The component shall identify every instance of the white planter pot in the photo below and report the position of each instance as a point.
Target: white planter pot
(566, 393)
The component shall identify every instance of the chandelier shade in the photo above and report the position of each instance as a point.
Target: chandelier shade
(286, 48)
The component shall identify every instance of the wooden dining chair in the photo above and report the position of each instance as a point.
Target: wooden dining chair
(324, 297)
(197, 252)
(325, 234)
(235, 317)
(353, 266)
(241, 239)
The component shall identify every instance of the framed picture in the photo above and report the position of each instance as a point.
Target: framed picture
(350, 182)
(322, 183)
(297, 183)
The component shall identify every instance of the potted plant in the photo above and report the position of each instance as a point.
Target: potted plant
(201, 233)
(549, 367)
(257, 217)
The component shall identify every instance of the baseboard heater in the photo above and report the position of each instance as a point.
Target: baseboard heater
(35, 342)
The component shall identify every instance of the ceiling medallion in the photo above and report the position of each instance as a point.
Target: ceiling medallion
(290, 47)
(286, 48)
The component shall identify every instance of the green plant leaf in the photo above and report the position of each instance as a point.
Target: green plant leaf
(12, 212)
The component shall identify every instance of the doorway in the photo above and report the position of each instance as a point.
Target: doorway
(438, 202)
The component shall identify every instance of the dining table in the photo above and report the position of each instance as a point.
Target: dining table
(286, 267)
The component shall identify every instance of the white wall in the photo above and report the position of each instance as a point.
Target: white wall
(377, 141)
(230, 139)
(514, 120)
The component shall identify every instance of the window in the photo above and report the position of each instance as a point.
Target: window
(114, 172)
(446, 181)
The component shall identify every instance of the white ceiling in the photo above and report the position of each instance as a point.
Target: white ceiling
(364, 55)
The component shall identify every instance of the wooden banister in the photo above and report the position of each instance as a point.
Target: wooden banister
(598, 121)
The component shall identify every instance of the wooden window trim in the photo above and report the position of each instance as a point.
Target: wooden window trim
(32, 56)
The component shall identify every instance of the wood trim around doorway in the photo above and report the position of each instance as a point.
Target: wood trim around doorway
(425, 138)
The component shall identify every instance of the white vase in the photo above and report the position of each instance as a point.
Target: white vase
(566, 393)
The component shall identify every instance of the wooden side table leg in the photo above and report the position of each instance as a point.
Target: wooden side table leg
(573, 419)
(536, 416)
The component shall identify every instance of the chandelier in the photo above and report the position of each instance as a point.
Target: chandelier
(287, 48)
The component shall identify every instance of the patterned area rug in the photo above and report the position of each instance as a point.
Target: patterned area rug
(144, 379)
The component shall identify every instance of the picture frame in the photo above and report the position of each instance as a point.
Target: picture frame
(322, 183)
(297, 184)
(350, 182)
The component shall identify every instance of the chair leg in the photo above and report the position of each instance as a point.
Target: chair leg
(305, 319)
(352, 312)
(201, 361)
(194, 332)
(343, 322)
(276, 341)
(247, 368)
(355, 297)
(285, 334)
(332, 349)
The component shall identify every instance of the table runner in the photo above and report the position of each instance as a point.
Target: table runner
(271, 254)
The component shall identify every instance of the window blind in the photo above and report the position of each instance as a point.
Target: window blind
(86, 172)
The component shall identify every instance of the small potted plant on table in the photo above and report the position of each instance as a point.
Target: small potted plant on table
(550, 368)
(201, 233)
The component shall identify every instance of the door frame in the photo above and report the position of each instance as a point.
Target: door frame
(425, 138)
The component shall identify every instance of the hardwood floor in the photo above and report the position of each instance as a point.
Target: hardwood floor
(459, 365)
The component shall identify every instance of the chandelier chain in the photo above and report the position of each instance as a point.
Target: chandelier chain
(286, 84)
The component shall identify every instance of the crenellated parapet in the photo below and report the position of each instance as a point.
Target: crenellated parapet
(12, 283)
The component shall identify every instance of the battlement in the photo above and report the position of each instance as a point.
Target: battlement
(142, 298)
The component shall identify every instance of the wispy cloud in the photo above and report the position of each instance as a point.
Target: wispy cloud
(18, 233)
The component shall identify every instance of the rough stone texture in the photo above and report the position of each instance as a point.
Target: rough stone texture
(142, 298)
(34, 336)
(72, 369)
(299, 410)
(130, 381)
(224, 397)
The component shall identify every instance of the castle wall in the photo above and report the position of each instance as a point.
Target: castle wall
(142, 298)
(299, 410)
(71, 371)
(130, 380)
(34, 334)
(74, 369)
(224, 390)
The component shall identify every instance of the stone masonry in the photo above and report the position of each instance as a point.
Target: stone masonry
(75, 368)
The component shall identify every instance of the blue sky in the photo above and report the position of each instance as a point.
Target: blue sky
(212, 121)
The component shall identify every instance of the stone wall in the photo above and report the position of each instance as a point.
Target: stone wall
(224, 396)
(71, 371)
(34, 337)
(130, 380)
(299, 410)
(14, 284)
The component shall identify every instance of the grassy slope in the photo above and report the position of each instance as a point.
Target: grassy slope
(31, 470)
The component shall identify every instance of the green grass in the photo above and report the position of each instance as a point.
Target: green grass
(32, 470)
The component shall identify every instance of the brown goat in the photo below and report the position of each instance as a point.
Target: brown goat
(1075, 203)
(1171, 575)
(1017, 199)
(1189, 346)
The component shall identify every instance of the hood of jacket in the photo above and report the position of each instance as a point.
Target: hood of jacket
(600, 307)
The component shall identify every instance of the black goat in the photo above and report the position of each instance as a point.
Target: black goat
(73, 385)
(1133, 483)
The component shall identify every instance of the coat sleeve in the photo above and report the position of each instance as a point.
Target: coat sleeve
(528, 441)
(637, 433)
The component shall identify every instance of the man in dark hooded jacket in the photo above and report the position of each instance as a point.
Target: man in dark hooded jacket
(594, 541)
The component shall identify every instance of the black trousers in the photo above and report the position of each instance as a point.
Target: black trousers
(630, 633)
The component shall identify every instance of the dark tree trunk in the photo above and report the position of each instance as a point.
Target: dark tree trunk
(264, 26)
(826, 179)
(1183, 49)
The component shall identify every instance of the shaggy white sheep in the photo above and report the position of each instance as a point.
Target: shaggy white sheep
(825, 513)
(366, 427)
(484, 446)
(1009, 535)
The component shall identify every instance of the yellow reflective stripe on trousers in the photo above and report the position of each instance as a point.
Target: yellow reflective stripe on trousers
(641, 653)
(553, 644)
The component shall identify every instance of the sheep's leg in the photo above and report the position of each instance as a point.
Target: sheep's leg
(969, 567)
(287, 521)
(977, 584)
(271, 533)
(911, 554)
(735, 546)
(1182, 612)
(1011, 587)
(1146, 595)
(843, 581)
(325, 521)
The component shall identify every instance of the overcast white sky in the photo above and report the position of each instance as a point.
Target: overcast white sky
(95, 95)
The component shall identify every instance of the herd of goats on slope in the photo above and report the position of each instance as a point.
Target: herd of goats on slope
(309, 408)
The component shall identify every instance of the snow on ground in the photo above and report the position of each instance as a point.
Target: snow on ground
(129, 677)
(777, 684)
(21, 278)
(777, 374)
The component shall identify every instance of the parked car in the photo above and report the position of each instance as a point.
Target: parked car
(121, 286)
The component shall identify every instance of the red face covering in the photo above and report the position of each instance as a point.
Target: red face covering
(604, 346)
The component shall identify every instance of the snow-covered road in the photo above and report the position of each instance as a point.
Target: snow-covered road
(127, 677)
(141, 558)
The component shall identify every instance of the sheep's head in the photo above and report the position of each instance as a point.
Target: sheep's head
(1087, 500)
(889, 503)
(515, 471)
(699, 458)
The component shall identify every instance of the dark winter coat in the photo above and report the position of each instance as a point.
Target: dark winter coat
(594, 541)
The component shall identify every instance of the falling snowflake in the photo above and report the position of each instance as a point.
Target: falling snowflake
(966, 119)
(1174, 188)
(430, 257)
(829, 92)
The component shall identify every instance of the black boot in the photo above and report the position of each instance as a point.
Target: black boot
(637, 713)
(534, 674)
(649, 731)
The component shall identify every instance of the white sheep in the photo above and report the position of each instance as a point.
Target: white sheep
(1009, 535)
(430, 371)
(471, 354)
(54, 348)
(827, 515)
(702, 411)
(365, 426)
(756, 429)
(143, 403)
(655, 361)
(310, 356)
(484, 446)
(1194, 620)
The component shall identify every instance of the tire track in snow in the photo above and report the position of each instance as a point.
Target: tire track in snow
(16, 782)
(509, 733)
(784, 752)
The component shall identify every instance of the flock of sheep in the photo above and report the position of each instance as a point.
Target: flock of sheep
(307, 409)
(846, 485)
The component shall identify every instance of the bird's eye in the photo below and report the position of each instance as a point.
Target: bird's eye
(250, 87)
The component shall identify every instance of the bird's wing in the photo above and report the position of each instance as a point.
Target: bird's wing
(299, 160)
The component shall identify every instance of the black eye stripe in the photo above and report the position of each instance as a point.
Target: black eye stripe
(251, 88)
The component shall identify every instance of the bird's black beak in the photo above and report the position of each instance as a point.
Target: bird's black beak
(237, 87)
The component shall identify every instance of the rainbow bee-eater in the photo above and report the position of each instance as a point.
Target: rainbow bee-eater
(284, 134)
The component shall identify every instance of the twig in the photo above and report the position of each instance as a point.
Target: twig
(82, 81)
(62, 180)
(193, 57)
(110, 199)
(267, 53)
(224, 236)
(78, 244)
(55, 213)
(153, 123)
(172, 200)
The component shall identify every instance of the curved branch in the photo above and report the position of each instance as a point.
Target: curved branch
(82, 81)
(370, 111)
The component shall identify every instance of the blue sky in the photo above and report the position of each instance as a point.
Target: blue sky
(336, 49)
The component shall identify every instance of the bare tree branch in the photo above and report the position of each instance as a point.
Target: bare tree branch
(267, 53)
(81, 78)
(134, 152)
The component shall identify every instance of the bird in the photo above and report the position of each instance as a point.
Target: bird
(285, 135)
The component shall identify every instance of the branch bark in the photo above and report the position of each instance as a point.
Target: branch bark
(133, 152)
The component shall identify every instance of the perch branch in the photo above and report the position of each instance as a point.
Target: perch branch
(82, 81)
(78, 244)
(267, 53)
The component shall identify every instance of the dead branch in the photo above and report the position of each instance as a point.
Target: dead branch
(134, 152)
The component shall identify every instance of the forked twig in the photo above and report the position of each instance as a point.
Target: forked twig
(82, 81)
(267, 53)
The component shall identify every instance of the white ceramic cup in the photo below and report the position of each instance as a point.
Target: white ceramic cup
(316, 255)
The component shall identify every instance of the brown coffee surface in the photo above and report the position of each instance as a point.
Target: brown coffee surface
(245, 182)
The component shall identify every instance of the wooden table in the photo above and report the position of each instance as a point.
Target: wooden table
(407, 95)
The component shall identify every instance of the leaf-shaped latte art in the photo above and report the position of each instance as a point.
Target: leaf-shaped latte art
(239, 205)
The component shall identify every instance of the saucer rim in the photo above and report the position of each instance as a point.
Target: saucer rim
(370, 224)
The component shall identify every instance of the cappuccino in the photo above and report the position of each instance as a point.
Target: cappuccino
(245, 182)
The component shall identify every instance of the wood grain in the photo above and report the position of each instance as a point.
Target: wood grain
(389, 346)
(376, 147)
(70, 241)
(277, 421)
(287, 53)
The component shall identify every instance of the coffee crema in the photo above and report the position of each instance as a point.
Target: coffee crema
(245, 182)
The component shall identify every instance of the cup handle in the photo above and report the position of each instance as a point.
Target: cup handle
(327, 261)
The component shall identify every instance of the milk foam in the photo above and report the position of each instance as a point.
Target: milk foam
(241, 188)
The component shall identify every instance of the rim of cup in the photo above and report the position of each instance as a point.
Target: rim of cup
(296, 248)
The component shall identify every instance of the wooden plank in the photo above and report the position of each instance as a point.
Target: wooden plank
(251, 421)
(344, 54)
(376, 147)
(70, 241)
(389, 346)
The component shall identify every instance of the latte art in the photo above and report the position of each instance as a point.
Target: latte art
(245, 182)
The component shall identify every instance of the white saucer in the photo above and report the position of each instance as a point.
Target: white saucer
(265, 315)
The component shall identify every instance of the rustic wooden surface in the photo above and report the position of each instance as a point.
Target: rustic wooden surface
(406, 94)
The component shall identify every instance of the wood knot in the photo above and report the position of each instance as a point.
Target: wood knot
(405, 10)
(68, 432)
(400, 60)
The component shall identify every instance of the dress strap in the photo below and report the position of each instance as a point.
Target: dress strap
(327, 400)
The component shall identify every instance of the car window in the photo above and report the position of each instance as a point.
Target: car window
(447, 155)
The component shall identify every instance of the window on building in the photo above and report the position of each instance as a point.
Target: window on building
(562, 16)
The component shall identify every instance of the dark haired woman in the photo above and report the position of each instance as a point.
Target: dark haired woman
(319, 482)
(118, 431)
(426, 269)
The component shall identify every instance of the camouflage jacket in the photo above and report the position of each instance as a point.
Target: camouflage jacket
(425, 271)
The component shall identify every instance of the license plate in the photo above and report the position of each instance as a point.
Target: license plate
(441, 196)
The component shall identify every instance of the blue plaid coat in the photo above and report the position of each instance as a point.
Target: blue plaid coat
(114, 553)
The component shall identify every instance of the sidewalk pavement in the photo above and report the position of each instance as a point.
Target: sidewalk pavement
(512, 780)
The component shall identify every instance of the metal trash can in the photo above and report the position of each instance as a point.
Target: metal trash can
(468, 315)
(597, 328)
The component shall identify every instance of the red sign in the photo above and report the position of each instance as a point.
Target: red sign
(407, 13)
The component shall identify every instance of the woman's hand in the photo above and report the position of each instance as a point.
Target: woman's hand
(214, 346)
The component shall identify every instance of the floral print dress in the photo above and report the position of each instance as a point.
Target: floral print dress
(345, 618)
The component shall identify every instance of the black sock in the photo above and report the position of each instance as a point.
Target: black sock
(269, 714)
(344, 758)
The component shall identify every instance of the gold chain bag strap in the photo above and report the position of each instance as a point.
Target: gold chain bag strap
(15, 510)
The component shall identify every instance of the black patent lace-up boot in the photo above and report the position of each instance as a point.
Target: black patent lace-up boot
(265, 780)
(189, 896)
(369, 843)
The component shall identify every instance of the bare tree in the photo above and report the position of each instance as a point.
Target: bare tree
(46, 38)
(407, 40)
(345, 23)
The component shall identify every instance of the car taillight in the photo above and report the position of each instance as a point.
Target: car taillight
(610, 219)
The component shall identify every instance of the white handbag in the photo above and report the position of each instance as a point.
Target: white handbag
============================================================
[REQUIRED TASK] Pull out, word for word, the lines of the records that fall between the line holding "The component shall identify every instance of the brown goat" and the line holding "(1189, 346)", inclusive.

[ANSWER TO THIS EXERCISE]
The component shall identify every instance of the brown goat in the photo below and report the position of each instance as a point.
Target: brown goat
(1075, 203)
(1171, 575)
(1017, 199)
(1189, 346)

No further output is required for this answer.